Excerpted text ->
Begin

2.             With respect to the Preferred Stock, assuming due filing of the applicable certificate of designations, upon payment therefor in accordance with the applicable definitive purchase, underwriting or similar agreement approved by the Board of Directors of the Company (or, in the case of Preferred Stock issuable upon exercise of valid and legally binding Securities Warrants or Purchase Contracts, in accordance with the terms of such Securities Warrants or Purchase Contracts or the instrument governing such Securities Warrants or Purchase Contracts providing for such exercise), the Preferred Stock will be validly issued, fully paid and nonassessable.

End

Exercise prompt ->
Can you return everything in the preferred stock passage from "2.             With respect" down to "paid and nonassessable.", copied word for word?

Stored data ->
Begin

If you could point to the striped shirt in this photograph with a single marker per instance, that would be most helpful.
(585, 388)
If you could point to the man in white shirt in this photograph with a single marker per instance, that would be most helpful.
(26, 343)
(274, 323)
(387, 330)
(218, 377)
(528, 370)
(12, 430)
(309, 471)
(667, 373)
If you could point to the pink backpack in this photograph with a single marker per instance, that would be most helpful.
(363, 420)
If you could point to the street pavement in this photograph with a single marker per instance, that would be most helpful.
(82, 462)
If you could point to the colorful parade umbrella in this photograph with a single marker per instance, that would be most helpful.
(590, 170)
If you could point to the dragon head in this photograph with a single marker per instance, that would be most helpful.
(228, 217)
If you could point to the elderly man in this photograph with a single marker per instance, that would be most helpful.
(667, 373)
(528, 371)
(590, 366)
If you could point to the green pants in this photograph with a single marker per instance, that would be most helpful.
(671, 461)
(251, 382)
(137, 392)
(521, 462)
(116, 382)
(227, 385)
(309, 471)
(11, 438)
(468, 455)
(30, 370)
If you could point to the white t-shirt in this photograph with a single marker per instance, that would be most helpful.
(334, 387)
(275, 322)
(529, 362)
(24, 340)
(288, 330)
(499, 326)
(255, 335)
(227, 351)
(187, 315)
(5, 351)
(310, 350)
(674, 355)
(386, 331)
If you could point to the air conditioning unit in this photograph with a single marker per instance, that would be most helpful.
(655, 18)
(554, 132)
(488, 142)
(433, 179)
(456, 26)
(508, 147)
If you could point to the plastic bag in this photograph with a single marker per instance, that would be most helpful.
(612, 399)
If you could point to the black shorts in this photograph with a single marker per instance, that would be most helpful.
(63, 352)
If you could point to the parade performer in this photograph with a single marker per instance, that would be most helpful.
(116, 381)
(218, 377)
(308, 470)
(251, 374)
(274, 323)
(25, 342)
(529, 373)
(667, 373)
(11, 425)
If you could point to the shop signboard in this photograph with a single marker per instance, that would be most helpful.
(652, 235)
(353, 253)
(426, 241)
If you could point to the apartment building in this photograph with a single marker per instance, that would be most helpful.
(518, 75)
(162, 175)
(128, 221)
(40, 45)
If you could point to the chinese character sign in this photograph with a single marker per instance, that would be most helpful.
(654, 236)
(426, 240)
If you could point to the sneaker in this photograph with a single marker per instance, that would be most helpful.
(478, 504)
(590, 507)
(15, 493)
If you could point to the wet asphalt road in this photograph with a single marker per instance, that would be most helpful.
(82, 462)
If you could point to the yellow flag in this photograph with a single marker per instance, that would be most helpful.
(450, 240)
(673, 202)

End

Result of the exercise ->
2.             With respect to the Preferred Stock, assuming due filing of the applicable certificate of designations, upon payment therefor in accordance with the applicable definitive purchase, underwriting or similar agreement approved by the Board of Directors of the Company (or, in the case of Preferred Stock issuable upon exercise of valid and legally binding Securities Warrants or Purchase Contracts, in accordance with the terms of such Securities Warrants or Purchase Contracts or the instrument governing such Securities Warrants or Purchase Contracts providing for such exercise), the Preferred Stock will be validly issued, fully paid and nonassessable.